### TEXT UNDER STUDY
■ ■ ■ ■ ■

21. Therefore, bearing in mind the above, the DRC decided that, in the event that the Respondent does not pay the amounts due to the Claimant within 45 days as from the moment in which the Claimant, following the notification of the present decision, communicates the relevant bank details to the Respondent, a ban from registering any new players, either nationally or internationally, for the maximum duration of three entire and consecutive registration periods shall become effective on the Respondent in accordance with art. 24bis par. 2 and 4 of the Regulations.
22. Finally, the DRC judge recalled that the above-mentioned ban will be lifted immediately and prior to its complete serving upon payment of the due amounts, in accordance with art. 24bis par. 3 of the Regulations.
23. The DRC judge concluded his deliberations in the present matter stipulating that any further claim lodged by the Claimant is rejected. In conclusion, the Claimant’s claim is partially accepted.
III. DECISION OF THE DRC JUDGE
1. The claim of the Claimant, Joseph Larweh Attamah, is partially accepted.

■ ■ ■ ■ ■

### COLLECTED DATA
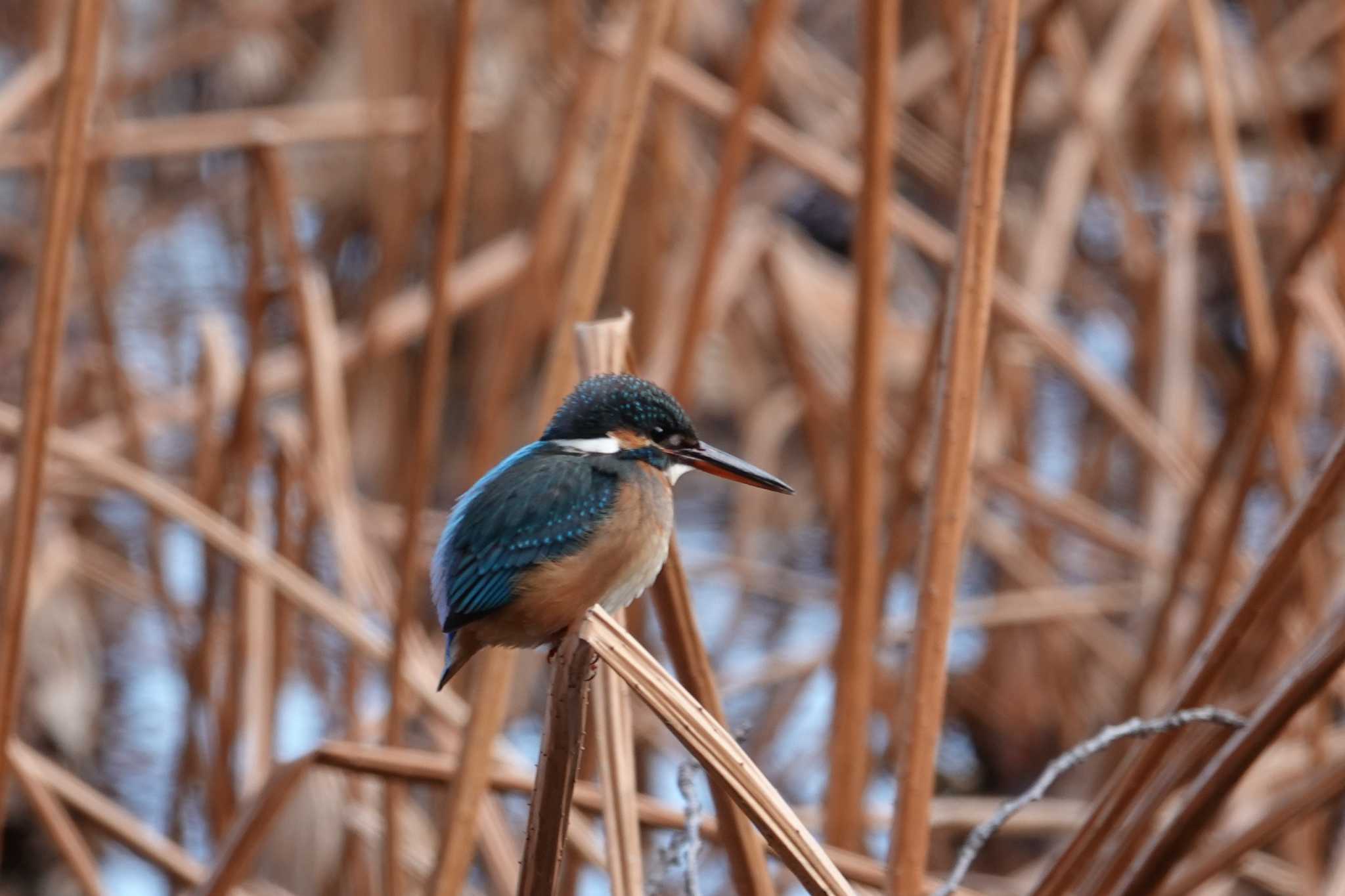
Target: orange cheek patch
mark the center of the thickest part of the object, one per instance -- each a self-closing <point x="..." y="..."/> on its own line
<point x="628" y="440"/>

■ ■ ■ ■ ■

### TASK DIRECTIONS
Decide whether each statement agrees with the DRC decision excerpt, answering yes or no and quoting the deciding words: 1. The registration ban can last up to three registration periods. 2. The Respondent has 30 days to pay once it receives the bank details. 3. The Claimant's claim is fully accepted.

### SOLUTION TO THIS PROBLEM
1. Yes: "for the maximum duration of three entire and consecutive registration periods"
2. No: "within 45 days as from the moment in which the Claimant, following the notification of the present decision, communicates the relevant bank details to the Respondent"
3. No: "In conclusion, the Claimant’s claim is partially accepted."